:: Work required ::
Please continue the news story about Angela Finch and the limits on how much welfare recipients can work, picking up after its last sentence.

:: Supplied passage ::
━━━━━━━━━━━━━━━━

For Angela Finch, prime minister Anthony Albanese’s retelling of his story about growing up as the son of a single mother in Sydney’s public housing is wearing thin.
“His mum could not do what she did today, like she just couldn’t,” Finch told Guardian Australia, adding that soaring costs and restrictions on how much she can work before losing her welfare funding were terrifying her.
“It’s really great for you to have that story, and for you to tell kids in this country, ‘I’m from [public] housing, I could do it, so can you’,” Finch, a single parent of three children under 14 in Hobart, said. “We could when there was safety in the safety net, but it’s not there any more.”
Finch’s financial woes aren’t made any easier by costly rents taking up half the support her family receives under the parenting payment and family tax benefits.
And while the Albanese government used last week’s job summit to grant age and veteran pensioners the ability to earn an extra $4,000 up to $11,800 this financial year without losing any of their pension, there was nothing in it for people like Finch. She, and others on disability and Jobseeker support, want an easing in penalties if they can work more hours.

━━━━━━━━━━━━━━━━

:: Data section ::
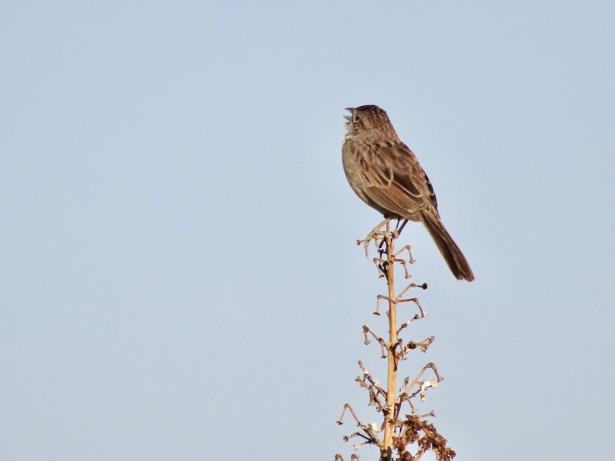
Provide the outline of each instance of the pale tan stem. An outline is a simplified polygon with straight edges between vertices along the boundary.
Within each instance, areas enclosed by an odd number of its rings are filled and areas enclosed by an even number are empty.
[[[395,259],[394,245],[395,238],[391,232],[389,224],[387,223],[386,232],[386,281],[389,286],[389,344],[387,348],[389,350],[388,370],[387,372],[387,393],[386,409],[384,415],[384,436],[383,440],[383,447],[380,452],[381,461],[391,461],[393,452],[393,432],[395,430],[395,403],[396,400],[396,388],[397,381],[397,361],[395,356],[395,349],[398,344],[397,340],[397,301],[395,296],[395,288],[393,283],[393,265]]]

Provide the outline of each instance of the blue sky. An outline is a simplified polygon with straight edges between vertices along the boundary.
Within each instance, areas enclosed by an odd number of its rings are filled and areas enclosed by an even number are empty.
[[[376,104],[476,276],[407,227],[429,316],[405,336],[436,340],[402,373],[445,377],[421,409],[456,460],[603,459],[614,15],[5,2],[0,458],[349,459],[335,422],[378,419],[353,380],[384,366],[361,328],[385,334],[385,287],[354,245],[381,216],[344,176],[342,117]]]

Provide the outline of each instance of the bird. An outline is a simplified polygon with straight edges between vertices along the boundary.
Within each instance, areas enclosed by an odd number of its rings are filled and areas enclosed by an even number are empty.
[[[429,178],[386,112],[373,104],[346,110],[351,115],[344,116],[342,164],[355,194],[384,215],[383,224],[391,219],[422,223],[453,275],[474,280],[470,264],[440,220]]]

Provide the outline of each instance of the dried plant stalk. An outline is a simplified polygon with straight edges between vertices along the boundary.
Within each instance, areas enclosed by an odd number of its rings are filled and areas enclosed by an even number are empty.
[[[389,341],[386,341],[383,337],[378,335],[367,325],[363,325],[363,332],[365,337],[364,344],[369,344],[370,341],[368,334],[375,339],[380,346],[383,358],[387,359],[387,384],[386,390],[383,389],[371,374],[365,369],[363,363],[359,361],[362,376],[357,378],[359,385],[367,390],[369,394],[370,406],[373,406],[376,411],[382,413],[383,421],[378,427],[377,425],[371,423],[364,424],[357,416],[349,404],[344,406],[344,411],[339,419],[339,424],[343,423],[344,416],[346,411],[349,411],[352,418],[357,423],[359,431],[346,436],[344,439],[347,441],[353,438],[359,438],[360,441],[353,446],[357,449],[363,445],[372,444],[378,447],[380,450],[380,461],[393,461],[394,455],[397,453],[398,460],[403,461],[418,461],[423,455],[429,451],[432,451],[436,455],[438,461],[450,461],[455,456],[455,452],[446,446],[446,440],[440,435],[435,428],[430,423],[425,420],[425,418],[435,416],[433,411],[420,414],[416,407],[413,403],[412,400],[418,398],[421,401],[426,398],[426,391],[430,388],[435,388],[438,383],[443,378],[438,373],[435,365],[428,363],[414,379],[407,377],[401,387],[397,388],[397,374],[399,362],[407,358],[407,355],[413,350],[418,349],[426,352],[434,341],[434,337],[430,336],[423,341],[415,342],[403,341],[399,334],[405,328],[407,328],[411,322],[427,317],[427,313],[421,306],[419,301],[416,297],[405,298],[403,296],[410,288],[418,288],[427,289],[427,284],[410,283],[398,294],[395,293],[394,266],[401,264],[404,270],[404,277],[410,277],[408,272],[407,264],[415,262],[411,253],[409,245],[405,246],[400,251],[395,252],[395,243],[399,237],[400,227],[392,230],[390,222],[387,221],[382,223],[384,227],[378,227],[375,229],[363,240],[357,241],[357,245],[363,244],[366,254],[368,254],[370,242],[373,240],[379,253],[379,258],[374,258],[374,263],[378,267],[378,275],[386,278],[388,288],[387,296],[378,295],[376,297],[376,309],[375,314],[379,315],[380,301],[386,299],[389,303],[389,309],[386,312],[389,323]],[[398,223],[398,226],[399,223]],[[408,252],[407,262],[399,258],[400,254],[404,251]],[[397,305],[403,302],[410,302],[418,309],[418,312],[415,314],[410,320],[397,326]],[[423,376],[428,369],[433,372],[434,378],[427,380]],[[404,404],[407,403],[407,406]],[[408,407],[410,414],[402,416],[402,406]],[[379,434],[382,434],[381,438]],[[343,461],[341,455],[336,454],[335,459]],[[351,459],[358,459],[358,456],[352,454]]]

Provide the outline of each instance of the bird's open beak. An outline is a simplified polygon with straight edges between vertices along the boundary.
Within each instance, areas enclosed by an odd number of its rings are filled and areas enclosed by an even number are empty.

━━━━━━━━━━━━━━━━

:: Answer space ::
“It’s a situation where I’m really terrified,” said Finch, who works in medical retailing. “I have to sit down and do the maths really accurately because if I lose my healthcare card, I’d be really screwed.”
Without the healthcare card, which offers a concession on medications, one child’s medicine for asthma and scoliosis would alone add $100 a month to bills, while money would have to be found for another child’s skin-care needs – and to cover Finch’s $40 a month for medication. Gone, too, would be concessions for electricity and transport.
“It’s not that I don’t want to work, or that I don’t want to pay for myself or my children or anything like that,” she said. “How do I do it? I just can’t.”
Jacqueline Phillips, deputy CEO of the Australian Council of Social Service (Acoss), called on the government to use its 25 October budget to make income supports more uniform. She said the treasurer, Jim Chalmers, should also lift payments for Jobseeker and other allowances to address “the acute crisis people are in”.
“Earnings are treated very differently across income support payments for no good reason,” Phillips said.
“For example, the Jobseeker income test sees people lose some Jobseeker payment as soon as they earn more than $75 per week,” she said.
“This compares with an age pensioner who won’t lose any pension until they earn more than $322 per week under the increased Work Bonus announced by the government at the Jobs Summit.”
Jobseeker and Youth Allowance had also fallen behind wages over time, worsening inequality. Jobseeker, for instance, was now only 40% of the minimum wage “leaving people in a state of destitution”, with Youth Allowance at just 33%.
“In the ‘90s, the unemployment payment sat at around 45% of the minimum wage,” Phillips said. “It was also around 90% of the pension 30 years ago, and it’s now 66%.”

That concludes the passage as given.